**TASK TO CARRY OUT**
Copy everything from the start of the items down to the line containing "point(334, 877)", replacing "white sneaker" with "white tennis shoe" and changing nothing else. Leave the pictures out of your copy.

________________

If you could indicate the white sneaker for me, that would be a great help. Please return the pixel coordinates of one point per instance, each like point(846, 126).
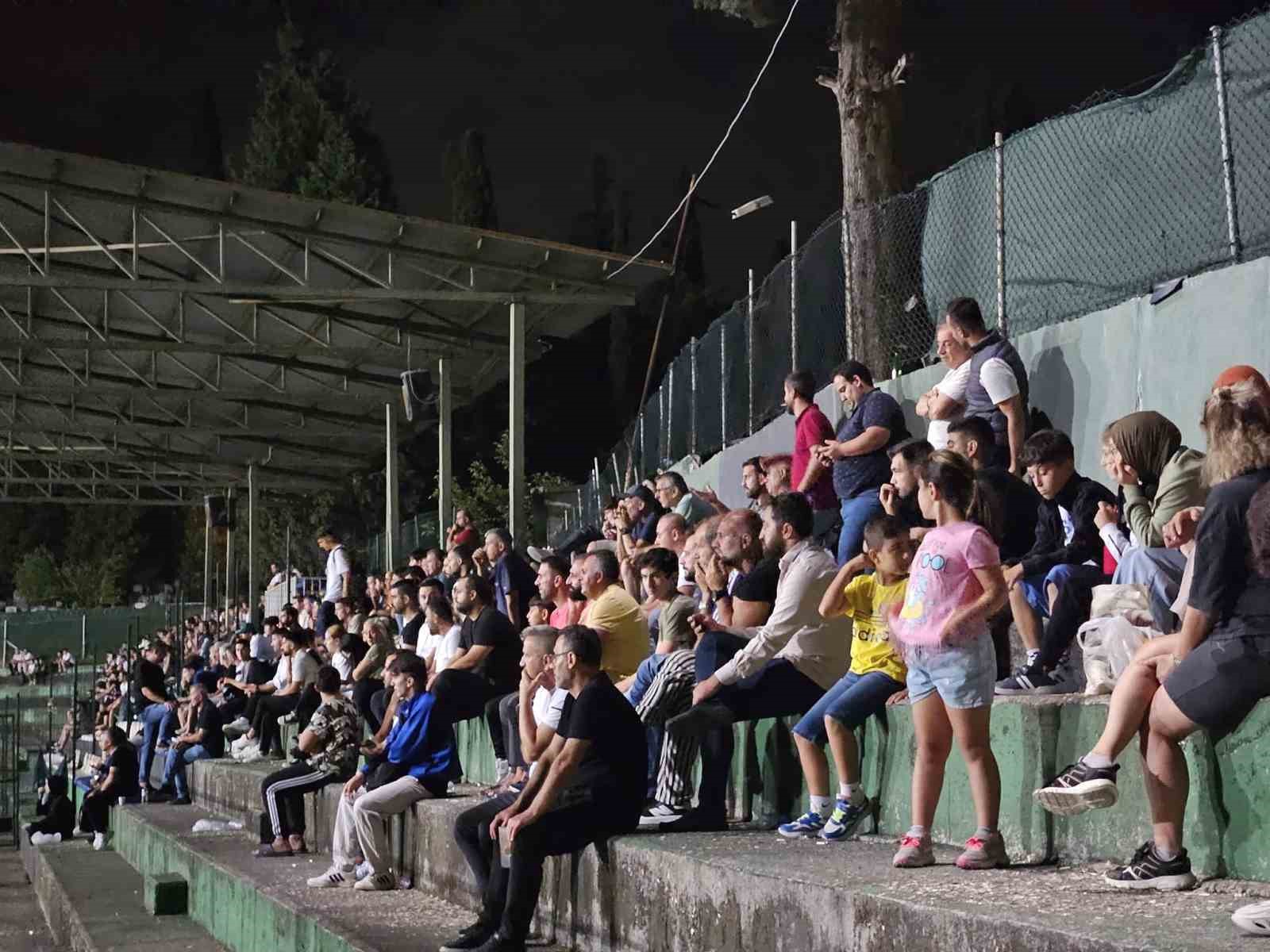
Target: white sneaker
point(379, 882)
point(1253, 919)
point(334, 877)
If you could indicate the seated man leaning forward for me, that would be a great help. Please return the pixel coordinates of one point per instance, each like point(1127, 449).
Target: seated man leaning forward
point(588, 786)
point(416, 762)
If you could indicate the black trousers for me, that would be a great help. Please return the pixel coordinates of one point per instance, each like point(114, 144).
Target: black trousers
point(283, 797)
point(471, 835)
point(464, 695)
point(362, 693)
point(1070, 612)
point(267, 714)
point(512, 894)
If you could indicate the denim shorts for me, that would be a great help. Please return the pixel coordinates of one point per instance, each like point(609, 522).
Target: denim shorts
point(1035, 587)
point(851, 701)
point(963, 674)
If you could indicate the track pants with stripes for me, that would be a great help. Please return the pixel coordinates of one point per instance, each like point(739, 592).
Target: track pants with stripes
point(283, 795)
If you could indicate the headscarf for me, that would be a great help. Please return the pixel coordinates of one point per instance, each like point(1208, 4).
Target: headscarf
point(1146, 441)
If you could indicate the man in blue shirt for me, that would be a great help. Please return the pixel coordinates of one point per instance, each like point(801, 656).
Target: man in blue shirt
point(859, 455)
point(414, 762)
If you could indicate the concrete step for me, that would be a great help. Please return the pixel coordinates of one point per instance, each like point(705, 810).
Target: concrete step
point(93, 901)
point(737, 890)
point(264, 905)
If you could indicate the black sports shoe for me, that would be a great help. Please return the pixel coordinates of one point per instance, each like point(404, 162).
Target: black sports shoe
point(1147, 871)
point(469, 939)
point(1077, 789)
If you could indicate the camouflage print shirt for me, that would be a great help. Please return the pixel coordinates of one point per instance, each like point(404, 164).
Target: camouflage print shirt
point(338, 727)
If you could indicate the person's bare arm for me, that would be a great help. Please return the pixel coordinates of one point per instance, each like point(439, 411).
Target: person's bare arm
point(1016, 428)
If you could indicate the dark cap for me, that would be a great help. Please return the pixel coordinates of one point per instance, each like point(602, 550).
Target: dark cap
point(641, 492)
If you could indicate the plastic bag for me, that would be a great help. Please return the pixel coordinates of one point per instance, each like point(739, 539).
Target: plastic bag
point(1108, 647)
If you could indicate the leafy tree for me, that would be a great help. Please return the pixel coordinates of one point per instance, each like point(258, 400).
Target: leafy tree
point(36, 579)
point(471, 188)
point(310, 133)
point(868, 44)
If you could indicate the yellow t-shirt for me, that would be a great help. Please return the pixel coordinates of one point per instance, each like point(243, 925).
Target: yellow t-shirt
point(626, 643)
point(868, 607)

________________

**CORRECT ANSWER**
If you could indicate the white tennis shoe for me, that would be a great help. Please return the pixel coordinates of one point per instance, each like point(846, 126).
Target: white tennis shoe
point(379, 882)
point(1253, 919)
point(334, 877)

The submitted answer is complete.